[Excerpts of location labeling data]

=-=-=-=-=

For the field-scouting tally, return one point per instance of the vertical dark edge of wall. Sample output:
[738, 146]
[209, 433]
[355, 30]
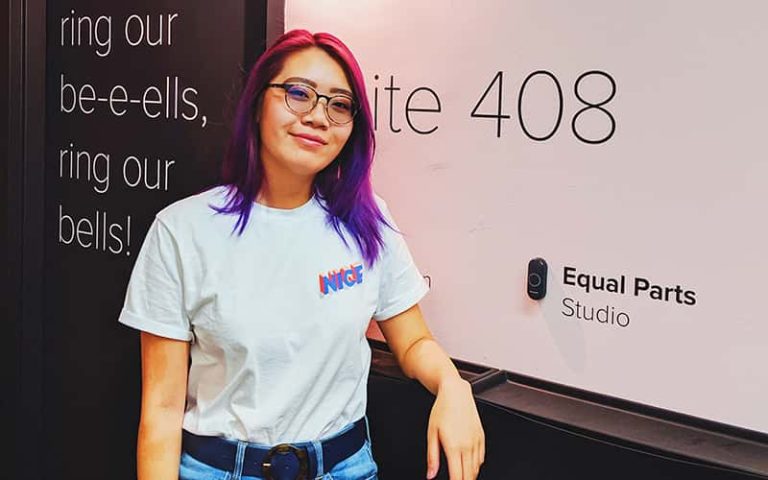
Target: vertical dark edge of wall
[8, 233]
[275, 19]
[25, 204]
[255, 33]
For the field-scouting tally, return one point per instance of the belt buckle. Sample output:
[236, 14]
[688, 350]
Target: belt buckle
[285, 449]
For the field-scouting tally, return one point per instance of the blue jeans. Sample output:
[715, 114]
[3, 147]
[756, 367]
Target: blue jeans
[358, 466]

=-=-=-=-=

**Directive:** Copy out the data above with "field-scouting tally" swapped for "survey count" everywhere, changing nothing else. Don't include the pictures.

**Task answer:**
For the survey count, return one point per instance of the vertical dark edge of wall. Sample output:
[738, 146]
[209, 433]
[355, 30]
Target: vertical dark edge of wall
[8, 233]
[275, 19]
[25, 204]
[255, 33]
For the survey count, return one point per instance of the belt buckle. Sample output:
[236, 14]
[688, 350]
Target: belt buckle
[285, 449]
For the survey count, return one point per instance of the blue jeans. Sample output:
[715, 114]
[3, 147]
[756, 367]
Target: blue jeans
[358, 466]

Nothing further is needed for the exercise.